▸ TASK STATEMENT: Continue the passage on Diogenes syndrome and hoarding from the point where it ends.

▸ TEXT FOR ANALYSIS:

============================================================

Diogenes syndrome, also known as senile squalor syndrome, is a disorder characterized by extreme self-neglect, domestic squalor, social withdrawal, apathy, compulsive hoarding of garbage or animals, plus lack of shame. Sufferers may also display symptoms of catatonia.

The condition was first recognized in 1966[3] and designated Diogenes syndrome by Clark et al.[4] The name derives from Diogenes of Sinope, an ancient Greek philosopher, a Cynic and an ultimate minimalist, who allegedly lived in a large jar in Athens. --https://en.wikipedia.org/wiki/Diogenes_syndrome

The eponym is a bit tongue-in-cheek: Diogenes of Sinope was an ascetic, and adopted the decision to carry nothing with him that he did not need.

Here is an example of his minimalism (emphasis added):

The stories told of Diogenes illustrate the logical consistency of his character. He inured himself to the weather by living in a clay wine jar[4][20] belonging to the temple of Cybele.[21] He destroyed the single wooden bowl he possessed on seeing a peasant boy drink from the hollow of his hands. He then exclaimed: "Fool that I am, to have been carrying superfluous baggage all this time!" --https://en.wikipedia.org/wiki/Diogenes

People with the syndrome may have millions of things that they actually can't ever need, but usually rationalize their collection "because I need it", or perhaps "because I will need it someday", thus saying the same thing about their hoards as what Diogenes said about his non-accumulation of anything. The humor is fitting, though: Diogenes was a cynic.

Another name for Diogenes Syndrome, syllogomania, is mentioned by Elizabeth Andersen et al. in a case study at https://www.researchgate.net/publication/255950905_Do_they_think_I_am_a_pack_rat. In this same paper, the person who hoards is called a "hoarder", as stated in a previous answer. The opening paragraphs express the pathological nature of the condition referred to in your question (emphasis added):

Hoarding is a debilitating disorder characterized by the acquisition of a large volume of possessions that seem useless or of little value to others (Frost & Gross, 1993; Stein, Seedat, & Potocnik, 1999; teketee, Frost, & Kim, 2001). The compulsion to acquire items can become sufficiently severe to cause marked impairment in activities of daily living, social activities, and relationships with others. Broad acquisition of free things is often accompanied by compulsive buying (Frost et al., 1998).

============================================================

▸ Segmentation mask data:
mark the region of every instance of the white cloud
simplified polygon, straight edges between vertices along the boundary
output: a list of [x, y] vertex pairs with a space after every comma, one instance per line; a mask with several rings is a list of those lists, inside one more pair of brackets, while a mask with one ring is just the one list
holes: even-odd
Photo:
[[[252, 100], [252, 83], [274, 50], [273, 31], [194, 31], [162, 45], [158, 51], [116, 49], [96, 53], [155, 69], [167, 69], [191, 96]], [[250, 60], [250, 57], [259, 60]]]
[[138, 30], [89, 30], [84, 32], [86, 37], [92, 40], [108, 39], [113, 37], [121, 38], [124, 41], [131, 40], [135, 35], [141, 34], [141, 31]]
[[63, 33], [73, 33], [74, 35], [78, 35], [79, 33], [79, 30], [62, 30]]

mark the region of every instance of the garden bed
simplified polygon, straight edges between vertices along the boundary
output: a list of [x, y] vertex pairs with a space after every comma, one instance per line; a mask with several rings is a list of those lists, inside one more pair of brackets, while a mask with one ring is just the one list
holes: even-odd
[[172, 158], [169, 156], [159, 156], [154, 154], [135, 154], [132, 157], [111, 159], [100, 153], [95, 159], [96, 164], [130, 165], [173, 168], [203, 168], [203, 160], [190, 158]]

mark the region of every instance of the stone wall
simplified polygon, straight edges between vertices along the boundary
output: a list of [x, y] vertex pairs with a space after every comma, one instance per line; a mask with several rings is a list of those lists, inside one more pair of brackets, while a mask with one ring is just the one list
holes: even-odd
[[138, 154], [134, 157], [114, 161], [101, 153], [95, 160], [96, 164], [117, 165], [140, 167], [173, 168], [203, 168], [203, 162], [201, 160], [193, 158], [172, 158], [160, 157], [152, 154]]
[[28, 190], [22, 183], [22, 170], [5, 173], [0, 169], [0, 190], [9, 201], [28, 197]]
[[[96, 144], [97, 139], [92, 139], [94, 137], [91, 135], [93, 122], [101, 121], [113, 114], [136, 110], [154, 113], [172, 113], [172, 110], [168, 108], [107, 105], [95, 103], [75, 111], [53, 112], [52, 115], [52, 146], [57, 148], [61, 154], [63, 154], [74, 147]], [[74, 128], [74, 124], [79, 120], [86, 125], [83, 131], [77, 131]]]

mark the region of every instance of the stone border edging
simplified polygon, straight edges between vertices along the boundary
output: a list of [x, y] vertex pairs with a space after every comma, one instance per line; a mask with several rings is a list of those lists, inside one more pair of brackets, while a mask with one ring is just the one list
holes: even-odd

============================================================

▸ REPLY TO THE TASK:
(...)

Hoarding of rubbish (syllogomania) is a symptom of a much broader syndrome of senile self-neglect or squalor (lack of personal cleanliness and hygiene, domestic squalor, hoarding, rejecting society, resisting offers of help, and lack of shame). Initially labeled as “Senile Breakdown” (MacMillan & Shaw, 1966, p. 1037), the syndrome was relabeled as “Diogenes Syndrome” (Clark, Mankikar, and Gray, 1975, p. 366) after the Greek philosopher Diogenes, who pursued self-sufficiency, rejected luxury and domestic comfort, and freed himself from material possessions. (...) Their living spaces are usually taken up with stored garbage, urine and feces in buckets or in packages, and masses of hoarded material, which is the antithesis of Diogenes’s freedom from material possessions.

"Syllogomania" is also mentioned in A Dictionary of Neurological Signs by A. J. Larner (here).

In keeping with other "-manias", then, the hoarder could be called a syllogomaniac, but at the time (2020) a quick Google search shows that word only in a twitter hashtag: https://twitter.com/hashtag/syllogomaniac.

Another label option is disposophobe or disposophobic whose condition is called "disposophobia" at https://www.fearof.net/fear-of-getting-rid-of-stuff-phobia-disposophobia/.

An unverified example at https://glosbe.com/en/en/disposophobic includes:

A disposophobic has a delusional regard for the value of the things he hoards.